* [TASK INSTRUCTIONS]
The expected answer is the full listing, repeated exactly and free of images.

* [STORED DATA]

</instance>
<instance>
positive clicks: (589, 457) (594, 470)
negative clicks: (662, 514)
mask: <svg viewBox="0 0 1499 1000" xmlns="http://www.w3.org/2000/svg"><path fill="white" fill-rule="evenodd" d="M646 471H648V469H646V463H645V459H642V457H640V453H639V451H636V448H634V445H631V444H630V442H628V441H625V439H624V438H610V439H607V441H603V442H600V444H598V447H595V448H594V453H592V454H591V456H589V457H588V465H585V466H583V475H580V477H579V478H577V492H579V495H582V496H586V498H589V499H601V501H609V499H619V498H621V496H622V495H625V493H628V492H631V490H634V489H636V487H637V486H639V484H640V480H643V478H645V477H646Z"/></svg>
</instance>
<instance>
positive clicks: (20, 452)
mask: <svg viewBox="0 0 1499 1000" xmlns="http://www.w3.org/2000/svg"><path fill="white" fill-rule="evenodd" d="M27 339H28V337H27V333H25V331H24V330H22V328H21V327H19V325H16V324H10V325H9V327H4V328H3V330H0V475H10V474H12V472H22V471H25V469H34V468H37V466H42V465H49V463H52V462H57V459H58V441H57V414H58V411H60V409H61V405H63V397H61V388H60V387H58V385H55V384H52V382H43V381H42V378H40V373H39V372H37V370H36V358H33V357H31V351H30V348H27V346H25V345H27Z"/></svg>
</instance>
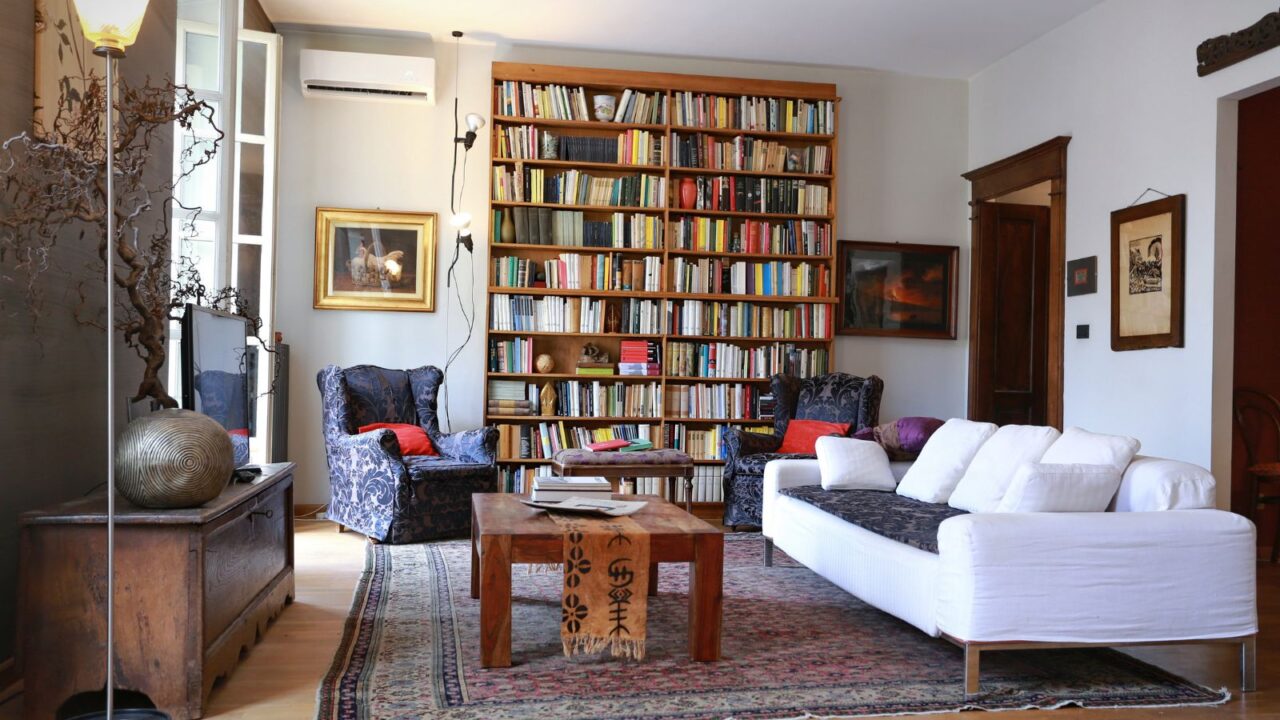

* [PROBLEM SOLUTION]
</instance>
<instance>
positive clicks: (589, 457) (594, 470)
negative clicks: (662, 514)
mask: <svg viewBox="0 0 1499 1000" xmlns="http://www.w3.org/2000/svg"><path fill="white" fill-rule="evenodd" d="M646 471H648V469H646V463H645V459H642V457H640V453H639V451H636V448H634V445H631V444H630V442H628V441H625V439H624V438H610V439H607V441H603V442H600V444H598V447H595V448H594V453H592V454H591V456H589V457H588V465H585V466H583V475H580V477H579V478H577V492H579V495H582V496H586V498H589V499H601V501H609V499H619V498H621V496H622V495H625V493H628V492H631V490H634V489H636V487H637V486H639V484H640V480H643V478H645V477H646Z"/></svg>
</instance>
<instance>
positive clicks: (20, 452)
mask: <svg viewBox="0 0 1499 1000" xmlns="http://www.w3.org/2000/svg"><path fill="white" fill-rule="evenodd" d="M27 339H28V337H27V333H25V331H24V330H22V328H21V327H19V325H16V324H10V325H9V327H4V328H3V330H0V475H10V474H12V472H22V471H25V469H34V468H37V466H42V465H49V463H52V462H57V459H58V441H57V414H58V411H60V409H61V405H63V397H61V388H60V387H58V385H55V384H52V382H43V381H42V378H40V373H39V372H37V370H36V358H33V357H31V351H30V348H27V346H25V345H27Z"/></svg>
</instance>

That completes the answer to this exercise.